Sabtu, 12 Mei 2012

Askum, Mikum, Astojim, dan lain-lain

بِسْمِ اللهِ الرَّحْمنِ الرَّحِيم

Ada yang menggelitik otak dan perasaan saya ketika membaca beberapa kata yang ternyata merupakan singkatan dari kalimat yang sangat baik dan bermakna. Meski sejak dulu sebenarnya saya sudah mengetahui singkatan-singkatan itu ada, ternyata ada beberapa yang saya anggap baru saya ketahui.

Beberapa kata tersebut misalkan “As”, “Ass”, “Ass Wr Wb”, “Askum”, “Akum”, “Mikum”, “Samlekum”, dan “Samlekom” yang merujuk pada “Assalaamu’alaikum” atau “Assalaamu’alaikum warahmatullaahi wabarakaatuh”. Tiga singkatan awal sudah saya ketahui sejak dulu, namun dulu saya tidak terlalu memikirkannya. Yang mengagetkan adalah yang sisanya, dan yang menambah kaget lagi adalah kata “Astojim” yang ternyata merujuk pada kalimat “Astaghfirullaahaladzim”. Saat pertama kali melihatnya, enam singkatan itu membuat saya spontan berkata, “Apaan nih?” agak keras saking terkejutnya.
——————————
*Soal Dikerjakan*.
a - Jawab pertanyaan berikut berdasarkan tulisan tentang singkatan Askum, Mikum, dan Astojim:
(i) Kalimat apa yang dirujuk oleh kata "Astojim"?
(ii) Singkatan mana saja yang sudah diketahui penulis sejak dulu?
(iii) Apa yang spontan diucapkan penulis saat pertama kali melihat enam singkatan itu?
b - Dalam tulisan tentang singkatan Askum, Mikum, dan Astojim, mengapa penulis berkata "Apaan nih?" dengan agak keras?
c - Sambung tulisan tentang singkatan Askum, Mikum, dan Astojim, mulai dari sesudah kalimat terakhirnya.

*Daftar Tersedia*.
——————————
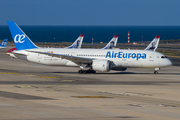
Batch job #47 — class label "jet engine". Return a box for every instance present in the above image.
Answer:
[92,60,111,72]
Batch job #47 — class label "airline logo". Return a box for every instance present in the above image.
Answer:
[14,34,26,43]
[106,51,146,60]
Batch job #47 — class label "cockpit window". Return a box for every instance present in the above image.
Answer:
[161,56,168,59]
——————————
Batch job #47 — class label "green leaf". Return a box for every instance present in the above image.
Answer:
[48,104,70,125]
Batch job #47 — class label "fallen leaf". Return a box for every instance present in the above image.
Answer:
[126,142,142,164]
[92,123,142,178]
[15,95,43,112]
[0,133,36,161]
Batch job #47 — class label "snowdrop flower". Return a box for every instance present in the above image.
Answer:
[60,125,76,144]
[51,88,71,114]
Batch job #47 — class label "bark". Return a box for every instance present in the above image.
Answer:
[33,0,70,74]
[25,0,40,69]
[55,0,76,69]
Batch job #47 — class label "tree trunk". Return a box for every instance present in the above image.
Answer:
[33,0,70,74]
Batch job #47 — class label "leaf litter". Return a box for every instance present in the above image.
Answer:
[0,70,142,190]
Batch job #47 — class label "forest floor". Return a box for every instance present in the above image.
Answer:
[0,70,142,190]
——————————
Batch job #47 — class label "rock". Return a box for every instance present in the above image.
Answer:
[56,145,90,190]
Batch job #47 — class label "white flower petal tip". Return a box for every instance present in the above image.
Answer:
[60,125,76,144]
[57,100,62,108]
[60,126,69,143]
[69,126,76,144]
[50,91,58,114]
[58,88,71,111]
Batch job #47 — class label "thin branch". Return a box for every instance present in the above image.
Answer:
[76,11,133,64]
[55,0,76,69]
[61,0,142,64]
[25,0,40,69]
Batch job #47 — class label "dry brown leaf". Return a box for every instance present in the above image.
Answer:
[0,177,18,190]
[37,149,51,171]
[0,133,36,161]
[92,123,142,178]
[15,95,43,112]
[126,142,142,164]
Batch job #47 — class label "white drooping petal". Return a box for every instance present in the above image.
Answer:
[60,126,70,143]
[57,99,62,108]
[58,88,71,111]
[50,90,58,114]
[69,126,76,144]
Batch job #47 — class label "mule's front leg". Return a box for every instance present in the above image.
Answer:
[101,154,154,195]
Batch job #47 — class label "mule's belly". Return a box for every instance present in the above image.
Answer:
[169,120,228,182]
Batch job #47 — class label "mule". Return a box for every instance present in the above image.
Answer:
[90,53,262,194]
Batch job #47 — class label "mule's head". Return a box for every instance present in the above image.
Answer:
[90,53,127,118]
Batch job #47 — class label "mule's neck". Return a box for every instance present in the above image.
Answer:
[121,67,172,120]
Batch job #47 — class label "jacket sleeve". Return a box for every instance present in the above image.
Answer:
——————————
*Jawaban Berurutan*.
a -
(i) "Astaghfirullaahaladzim".
(ii) "As", "Ass", dan "Ass Wr Wb".
(iii) "Apaan nih?"

b - Penulis berkata "Apaan nih?" agak keras karena sangat terkejut saat pertama kali melihat enam singkatan itu.

c -
Saya keheranan, ternyata ada orang yang setega dan sekreatif itu menyingkat kalimat yang bermakna menjadi tidak bermakna sama sekali. Yang menambah heran, ternyata ada yang mengikuti dan memakainya, dan lumayan banyak saya temukan di berbagai forum internet atau di facebook.

Mengapa saya bilang tidak bermakna? Karena memang tidak bermakna. Coba analisis, apakah “mikum”, “askum”, “samlekum” sama dengan “assalaamu’alaikum”? Makna “assalaamu’alaikum” adalah “Semoga keselamatan/kedamaian dilimpahkan/dicurahkan padamu”, makna “warahmatullaahi” adalah “dan rahmat Allah tercurah padamu”, dan makna “wabarakaatuh” adalah “dan berkah Allah tercurah padamu”. Makna yang bagus sekali kan? Dan juga termasuk doa yang sangat baik. Tapi, apa makna kata-kata yang dijadikan singkatannya? Zero. Apalagi kata “mikum”. Tidak ada “mi” satupun dalam “assalaamu’alaikum warahmatullaahi wabarakaatuh”. Dari mana munculnya “mi” itu???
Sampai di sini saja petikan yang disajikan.